++++ Supplied data
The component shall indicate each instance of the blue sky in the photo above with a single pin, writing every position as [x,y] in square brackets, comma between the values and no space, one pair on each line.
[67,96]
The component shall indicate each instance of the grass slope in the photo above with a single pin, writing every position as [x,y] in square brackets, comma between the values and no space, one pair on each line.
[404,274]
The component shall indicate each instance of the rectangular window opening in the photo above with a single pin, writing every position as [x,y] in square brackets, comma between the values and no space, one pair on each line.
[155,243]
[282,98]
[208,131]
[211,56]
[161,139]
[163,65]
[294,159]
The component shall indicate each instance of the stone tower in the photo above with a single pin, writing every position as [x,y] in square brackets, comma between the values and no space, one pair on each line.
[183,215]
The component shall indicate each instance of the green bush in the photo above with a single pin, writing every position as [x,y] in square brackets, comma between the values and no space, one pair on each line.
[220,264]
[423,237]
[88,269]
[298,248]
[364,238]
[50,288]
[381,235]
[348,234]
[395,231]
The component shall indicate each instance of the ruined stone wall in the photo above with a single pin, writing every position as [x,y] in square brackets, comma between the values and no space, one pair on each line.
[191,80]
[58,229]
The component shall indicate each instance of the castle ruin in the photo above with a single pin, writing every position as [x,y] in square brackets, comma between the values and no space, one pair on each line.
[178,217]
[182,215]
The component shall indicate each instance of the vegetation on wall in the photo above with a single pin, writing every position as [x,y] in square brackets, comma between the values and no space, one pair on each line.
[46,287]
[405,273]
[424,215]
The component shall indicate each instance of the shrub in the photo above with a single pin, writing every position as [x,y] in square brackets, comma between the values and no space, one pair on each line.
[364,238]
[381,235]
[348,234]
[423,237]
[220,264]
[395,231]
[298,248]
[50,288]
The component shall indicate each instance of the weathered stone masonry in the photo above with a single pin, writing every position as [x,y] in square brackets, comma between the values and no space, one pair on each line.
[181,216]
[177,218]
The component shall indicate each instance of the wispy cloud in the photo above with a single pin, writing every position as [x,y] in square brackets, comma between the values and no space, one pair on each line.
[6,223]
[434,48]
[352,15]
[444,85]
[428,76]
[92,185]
++++++++
Exercise objective: Type out the whole listing above again, exactly as it stands.

Solution below:
The component shall indicate each instance of the blue sky in the photo above with a single pin, writing every position as [x,y] in square brackets, comma between the values and no space, one pair on each line.
[67,96]
The component shall indicate each instance of the grass slope in the photo above with a single pin, writing every position as [x,y] in square brackets, comma between the values and no space, one pair on each line.
[404,274]
The component shall indicate each instance of the rectangular window opening in the photo above with a single pin, writing every position as [x,y] in square brackets, comma between the values and no space, one pair on each line.
[155,243]
[282,98]
[208,131]
[211,56]
[161,139]
[163,65]
[294,159]
The component shall indicate each instance of the stone tower in the photo above with a single pin, writing every position as [x,y] in square brackets, comma between the values and no space, one pair on each line.
[183,215]
The component shall indicate each instance of the green bush in the photo above with a single pin, writing every position as [x,y] in square brackets, comma between the values and no space, one pair on each line.
[220,264]
[423,237]
[88,269]
[298,248]
[364,238]
[50,288]
[381,235]
[348,234]
[395,231]
The component shall indicate each instance of the ruined stone wall in the photo above with a single pin, writing every position as [x,y] in square brackets, comma between the values and no space, one pair on each line.
[191,80]
[58,229]
The component shall indicate each instance of the castle ruin in the photo above with a single pin, writing every position as [x,y] in square brackets, comma between the values and no space, one pair on each line.
[178,217]
[182,215]
The component shall indicate each instance of the vegetation on wall in the photo above with a single pin, writing every position as [x,y] in square brackets, comma between the values and no space, one pair on each line.
[46,287]
[405,273]
[424,215]
The component shall indicate each instance of the shrub in the photo above with a single pin, writing every position as [x,y] in square brackets, comma between the values and no space, one pair on each line.
[364,238]
[381,235]
[348,234]
[423,237]
[220,264]
[395,231]
[298,248]
[50,288]
The component shall indicate each instance of the weathered stone masonry in the photo above with a single pin, writing every position as [x,y] in square brackets, comma between the values and no space, one pair on each line.
[181,216]
[177,218]
The component shall indicate each instance of the wispy cloud in the photo above with a single pin, writing every position as [x,y] in square brackets, comma between the values and no space, one pair on each line.
[6,223]
[434,48]
[352,15]
[444,85]
[428,76]
[92,185]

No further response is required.